For years, Brazil has been Canada's second-largest supplier. Its relative importance declined slightly in 2025 due to outbreaks of avian influenza across the country. There are also concerns regarding Argentina, which uses a production model similar to Brazil's and has begun exporting its products to Canada as well.

Brazil is also the leading turkey-producing country in Mercosur, and its importance is comparable to that of Canada. Unlike Canada, half of this production is destined for foreign markets. Even though Canada is not currently a destination country for these exports, no new quotas should be granted because this sector is particularly vulnerable to any new concessions.

Before becoming president of Éleveurs de volailles du Québec, I served as president of Chicken Farmers of Canada from 2016 to 2022. As a result, I had a front-row seat to the trade negotiations with the United States and Mexico that led to CUSMA, or the Canada-United States–Mexico Agreement.

I also closely followed the negotiations leading up to the conclusion of the Comprehensive and Progressive Agreement for Trans-Pacific Partnership in 2018. This experience with trade negotiations taught me that the agricultural sector—particularly supply-managed products—is always among the sectors where concessions are made at the last minute.

Unfortunately, I have witnessed the compromises made during previous negotiations. Bill C‑202, formerly Bill C‑282, which was unanimously passed by the House of Commons in 2025 and quickly ratified by the Senate, gives me hope that the outcome will be different for future agreements.

This legislation provides clear guidelines for negotiators. Members of the negotiating team must draw on the unanimous support of parliamentarians to resist pressure from their Mercosur counterparts seeking expanded access to the Canadian chicken and turkey market.

It is essential that a free trade agreement with Mercosur not harm the Canadian chicken and turkey industry, and that the following factors be taken into account.

First, it is essential to maintain over-quota tariffs at their current levels in order to ensure effective import control. Any reduction in over-quota tariffs would undermine the predictability needed to ensure the smooth functioning of supply management.

Second, the integrity of Canada's tariff rate quota for chicken must be respected. No additional market access should be granted under a Canada–Mercosur free trade agreement. Canada already grants substantial market access through the World Trade Organization—

The Chair Liberal Judy Sgro

My apologies, Mr. Fontaine, but I have to cut you off. Hopefully, you can finish your comments in response to some questions asked by our members, if you can stay a little bit longer.

◆ Data block:
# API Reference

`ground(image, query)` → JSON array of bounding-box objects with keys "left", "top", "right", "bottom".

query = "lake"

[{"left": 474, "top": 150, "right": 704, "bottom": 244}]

◆ Work to do:
Extend the committee testimony on poultry trade with Mercosur, picking up right after its last line. The data was drawn from a different source than the text.

◆ Task answer:
Go ahead, Mr. Fulton, please.

Tyler Fulton President, Canadian Cattle Association

Good afternoon, Madam Chair. Thank you for the opportunity to appear today.

I'm Tyler Fulton from Birtle, Manitoba. I am the president of the Canadian Cattle Association. Through our provincial members, the CCA represents approximately 60,000 beef producers across Canada, supporting jobs, the economy, rural communities and food security.

Today, I will clarify the CCA's stance on Mercosur negotiations affecting beef. In short, we oppose a deal that expands access to Canada's beef market, for three main reasons.

Mercosur includes the world's largest, lowest-cost beef producers—Brazil, Argentina, Paraguay and Uruguay—which together account for 27% of global production. Brazil is the world's largest beef exporter.

First, a Canada-Mercosur deal that grants more beef access to importers with no meaningful reciprocal market opportunity would harm Canada's beef sector and threaten the long-term sustainability of beef production in Canada. Canada's cattle and beef sector contributes $34 billion to our GDP, supports over 347,000 jobs and is the third-largest employer in agriculture. Canadian farmers drive rural economies, and they will be harmed if Mercosur imports increase.

For the last two years, our beef import quota was filled in record time—by mid-January. The trade data is clear. Mercosur beef imports rose from 12,000 tonnes in 2021 to over 40,000 tonnes in 2025, with 70% paying the existing tariff, showing that current tariffs don't deter imports in today's market context. Canada's beef sector is operating in a tight supply environment, with North American herds at multidecade lows. Introducing large volumes of low-cost imports now would disrupt the price signals driving the rebuild of the Canadian beef herd.

Our second reason for opposing more Mercosur beef in Canada is that Canadians expect high-quality beef that is raised sustainably, with high environmental and animal welfare standards. Mercosur beef does not meet these standards, and it introduces risks that could damage our industry.

Canadian beef earns a global premium for its quality. It's recognized for its sustainability, animal welfare, and labour and food safety standards. Mercosur beef is among the world's cheapest, driven by different production systems and labour and environmental standards. In Mercosur, beef production costs are 30% to 60% lower, and wages are up to 80% lower than in Canada. The Canadian beef sector cannot and should not cut wages or undermine labour standards. We cannot compete on price with beef produced in jurisdictions with lower standards. Compromising our standards would hurt our strong reputation.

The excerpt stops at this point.